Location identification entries
..........

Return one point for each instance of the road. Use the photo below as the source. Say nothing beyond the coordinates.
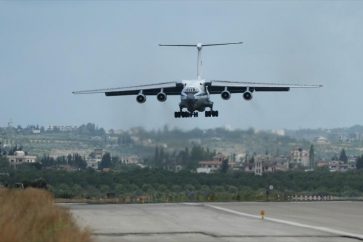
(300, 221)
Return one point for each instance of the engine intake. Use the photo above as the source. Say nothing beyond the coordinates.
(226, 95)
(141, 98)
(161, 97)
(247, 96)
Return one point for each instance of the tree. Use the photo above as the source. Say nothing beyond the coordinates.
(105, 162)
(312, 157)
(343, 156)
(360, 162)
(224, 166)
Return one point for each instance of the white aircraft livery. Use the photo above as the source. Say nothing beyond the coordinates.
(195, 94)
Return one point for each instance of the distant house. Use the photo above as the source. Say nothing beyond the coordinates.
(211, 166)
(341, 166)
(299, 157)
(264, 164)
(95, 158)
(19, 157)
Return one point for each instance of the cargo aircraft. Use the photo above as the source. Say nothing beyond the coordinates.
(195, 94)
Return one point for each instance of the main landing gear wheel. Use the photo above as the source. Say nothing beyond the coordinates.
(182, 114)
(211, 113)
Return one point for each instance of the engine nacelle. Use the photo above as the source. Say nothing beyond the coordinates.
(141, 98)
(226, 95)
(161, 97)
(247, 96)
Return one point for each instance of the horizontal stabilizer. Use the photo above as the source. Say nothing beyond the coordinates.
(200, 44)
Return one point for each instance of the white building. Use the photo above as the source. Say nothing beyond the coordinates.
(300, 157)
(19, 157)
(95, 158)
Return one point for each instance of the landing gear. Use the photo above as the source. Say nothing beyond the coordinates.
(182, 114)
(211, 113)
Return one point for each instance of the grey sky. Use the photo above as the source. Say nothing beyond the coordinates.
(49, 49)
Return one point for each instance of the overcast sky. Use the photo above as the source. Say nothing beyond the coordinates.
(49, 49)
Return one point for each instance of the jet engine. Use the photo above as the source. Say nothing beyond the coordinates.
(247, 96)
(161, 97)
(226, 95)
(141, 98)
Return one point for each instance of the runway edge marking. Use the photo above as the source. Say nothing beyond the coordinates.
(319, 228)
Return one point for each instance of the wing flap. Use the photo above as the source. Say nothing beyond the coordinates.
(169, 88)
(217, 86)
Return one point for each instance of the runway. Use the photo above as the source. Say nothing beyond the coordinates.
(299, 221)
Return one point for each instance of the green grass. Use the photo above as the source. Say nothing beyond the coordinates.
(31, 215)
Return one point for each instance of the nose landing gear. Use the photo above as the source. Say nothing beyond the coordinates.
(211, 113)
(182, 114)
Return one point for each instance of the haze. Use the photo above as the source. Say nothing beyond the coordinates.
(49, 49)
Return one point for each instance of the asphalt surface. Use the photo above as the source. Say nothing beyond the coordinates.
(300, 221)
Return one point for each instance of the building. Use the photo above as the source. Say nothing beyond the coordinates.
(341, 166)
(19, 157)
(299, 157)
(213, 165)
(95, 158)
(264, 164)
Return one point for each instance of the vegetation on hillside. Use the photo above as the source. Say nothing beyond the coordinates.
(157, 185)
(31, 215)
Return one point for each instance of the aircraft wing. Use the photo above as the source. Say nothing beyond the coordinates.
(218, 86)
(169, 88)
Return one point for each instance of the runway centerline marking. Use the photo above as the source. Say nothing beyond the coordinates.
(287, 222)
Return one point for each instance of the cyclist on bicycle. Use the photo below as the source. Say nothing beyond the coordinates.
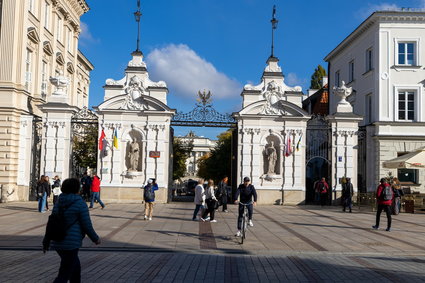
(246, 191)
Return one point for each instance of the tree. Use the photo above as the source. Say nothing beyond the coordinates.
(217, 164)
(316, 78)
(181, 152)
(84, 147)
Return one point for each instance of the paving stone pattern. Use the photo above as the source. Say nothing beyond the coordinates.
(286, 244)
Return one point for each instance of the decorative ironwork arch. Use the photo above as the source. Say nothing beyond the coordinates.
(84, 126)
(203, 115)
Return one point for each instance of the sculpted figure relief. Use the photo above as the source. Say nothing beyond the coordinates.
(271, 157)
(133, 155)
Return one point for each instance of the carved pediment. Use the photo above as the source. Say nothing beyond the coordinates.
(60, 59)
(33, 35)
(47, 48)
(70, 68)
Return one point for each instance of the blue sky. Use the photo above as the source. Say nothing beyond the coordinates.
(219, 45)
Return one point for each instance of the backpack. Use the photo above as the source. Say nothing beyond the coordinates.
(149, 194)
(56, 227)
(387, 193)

..........

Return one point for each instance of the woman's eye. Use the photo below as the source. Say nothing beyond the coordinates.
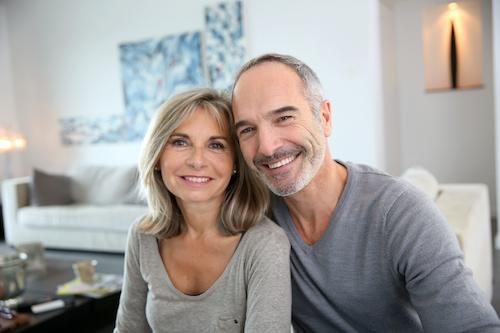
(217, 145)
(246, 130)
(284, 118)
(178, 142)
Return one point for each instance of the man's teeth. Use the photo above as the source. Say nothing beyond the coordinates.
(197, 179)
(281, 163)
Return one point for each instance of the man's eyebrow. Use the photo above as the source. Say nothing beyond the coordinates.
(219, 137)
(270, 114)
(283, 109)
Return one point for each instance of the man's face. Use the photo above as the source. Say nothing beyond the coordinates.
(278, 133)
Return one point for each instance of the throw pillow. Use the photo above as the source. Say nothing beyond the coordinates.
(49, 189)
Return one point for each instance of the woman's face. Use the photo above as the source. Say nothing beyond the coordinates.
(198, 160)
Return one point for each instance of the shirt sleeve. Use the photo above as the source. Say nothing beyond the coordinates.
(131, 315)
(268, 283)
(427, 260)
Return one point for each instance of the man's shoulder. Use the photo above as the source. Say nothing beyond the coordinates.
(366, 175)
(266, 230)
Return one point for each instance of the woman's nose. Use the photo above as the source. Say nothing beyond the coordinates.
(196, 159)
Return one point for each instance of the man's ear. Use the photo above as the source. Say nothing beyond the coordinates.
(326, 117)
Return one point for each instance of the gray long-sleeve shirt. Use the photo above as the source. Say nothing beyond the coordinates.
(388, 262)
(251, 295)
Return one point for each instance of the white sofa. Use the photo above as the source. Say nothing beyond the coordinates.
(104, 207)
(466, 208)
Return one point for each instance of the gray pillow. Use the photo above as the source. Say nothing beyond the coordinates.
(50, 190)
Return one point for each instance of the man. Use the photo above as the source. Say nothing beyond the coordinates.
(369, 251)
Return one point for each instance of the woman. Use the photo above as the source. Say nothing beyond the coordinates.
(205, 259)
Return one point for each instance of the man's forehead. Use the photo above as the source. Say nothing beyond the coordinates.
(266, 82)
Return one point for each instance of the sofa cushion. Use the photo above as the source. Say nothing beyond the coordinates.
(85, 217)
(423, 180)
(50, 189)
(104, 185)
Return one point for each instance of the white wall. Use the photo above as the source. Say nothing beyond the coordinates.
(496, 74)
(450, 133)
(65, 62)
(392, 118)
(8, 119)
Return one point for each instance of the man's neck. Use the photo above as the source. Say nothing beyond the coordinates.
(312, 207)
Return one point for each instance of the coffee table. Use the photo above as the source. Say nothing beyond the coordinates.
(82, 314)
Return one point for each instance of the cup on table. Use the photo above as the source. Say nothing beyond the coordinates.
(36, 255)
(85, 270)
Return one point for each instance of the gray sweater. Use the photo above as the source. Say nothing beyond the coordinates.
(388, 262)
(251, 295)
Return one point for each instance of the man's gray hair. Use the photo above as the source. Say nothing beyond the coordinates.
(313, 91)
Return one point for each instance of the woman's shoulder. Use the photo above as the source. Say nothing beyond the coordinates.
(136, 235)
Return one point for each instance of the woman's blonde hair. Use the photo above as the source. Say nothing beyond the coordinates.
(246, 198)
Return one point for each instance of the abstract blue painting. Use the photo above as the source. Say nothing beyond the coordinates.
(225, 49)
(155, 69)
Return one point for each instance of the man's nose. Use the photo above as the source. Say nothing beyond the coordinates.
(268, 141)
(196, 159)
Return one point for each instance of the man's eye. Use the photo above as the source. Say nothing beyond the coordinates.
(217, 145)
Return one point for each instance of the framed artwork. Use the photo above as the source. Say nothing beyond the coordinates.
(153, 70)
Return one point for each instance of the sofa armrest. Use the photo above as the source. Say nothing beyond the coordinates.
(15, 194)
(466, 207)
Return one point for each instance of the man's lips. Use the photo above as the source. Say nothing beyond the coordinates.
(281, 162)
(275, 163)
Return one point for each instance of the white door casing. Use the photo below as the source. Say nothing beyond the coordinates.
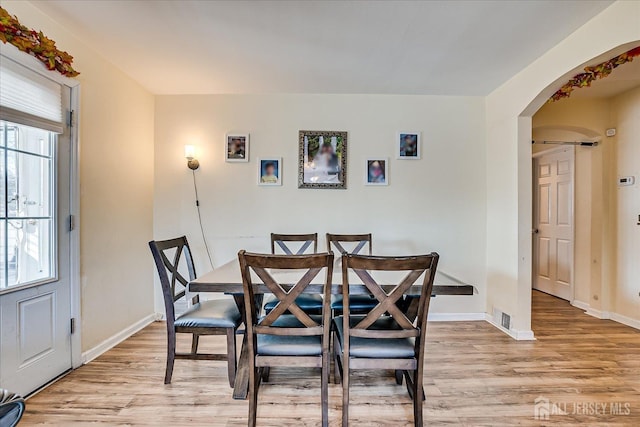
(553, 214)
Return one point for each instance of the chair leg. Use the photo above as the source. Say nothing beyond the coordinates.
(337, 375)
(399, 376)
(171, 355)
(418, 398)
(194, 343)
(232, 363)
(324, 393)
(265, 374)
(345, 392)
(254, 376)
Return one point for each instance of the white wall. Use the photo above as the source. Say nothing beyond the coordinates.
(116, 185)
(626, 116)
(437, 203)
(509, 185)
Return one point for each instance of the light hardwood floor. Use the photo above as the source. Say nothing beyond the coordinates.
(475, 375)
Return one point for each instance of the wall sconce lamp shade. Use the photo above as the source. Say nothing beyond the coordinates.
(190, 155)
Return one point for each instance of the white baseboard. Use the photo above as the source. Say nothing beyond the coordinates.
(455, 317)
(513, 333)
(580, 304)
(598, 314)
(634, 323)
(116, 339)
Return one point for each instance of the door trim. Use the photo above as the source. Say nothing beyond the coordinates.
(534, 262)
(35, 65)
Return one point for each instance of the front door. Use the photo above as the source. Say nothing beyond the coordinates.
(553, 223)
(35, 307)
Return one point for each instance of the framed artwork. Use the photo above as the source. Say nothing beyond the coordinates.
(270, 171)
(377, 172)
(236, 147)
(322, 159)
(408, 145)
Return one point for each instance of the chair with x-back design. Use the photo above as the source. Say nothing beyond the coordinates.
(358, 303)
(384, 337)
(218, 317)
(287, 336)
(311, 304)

..........

** Given problem **
Extract every line from the listing above that contains the word "sofa". Case counts.

** Solution for this task **
Return one point for each instance of the white sofa. Use the photo above as the source. Say nothing beyond the coordinates.
Return one point for each instance of the sofa cushion. Use the photo above as the source. Say nothing beyond the coordinates.
Return one point for each instance of the sofa armrest. Use the photo above as the source. Say nothing beyond the coordinates.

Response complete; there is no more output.